— Start PAGE —

When we were growing up, we had a book case upstairs that had so many books,
many of them quite old. We never ran out of interesting and good books to read.
Though it sat in that book case for years, I never picked this one up.
Published in 1922, "The Little Colonel" never interested me as a child.
But over the last few days, I finally picked it up.
A fast read, I found it quite fascinating that in those days,
there was no filter, like there is now, on socially accepted
terms especially for those of different races. Words today
that raise many an eyebrow, were totally acceptable. I loved
the book and the lesson behind it. I just had to realize those
names were normal back then.
I had recently read something that stated when you read a book,
memorize one line to heart, that summarizes the plot.

— End PAGE —
— Start DATA EXTRACT —

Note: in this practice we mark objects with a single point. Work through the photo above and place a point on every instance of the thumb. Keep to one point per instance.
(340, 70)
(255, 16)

— End DATA EXTRACT —

* [STATED EXERCISE]:
Answer these questions using the reflection on "The Little Colonel":
(a) In what year was the book published?
(b) Where in the house did the book sit for years?
(c) What had the writer recently read one should do when reading a book?

* [TASK OUTPUT]:
(a) 1922
(b) In a book case upstairs
(c) Memorize one line to heart that summarizes the plot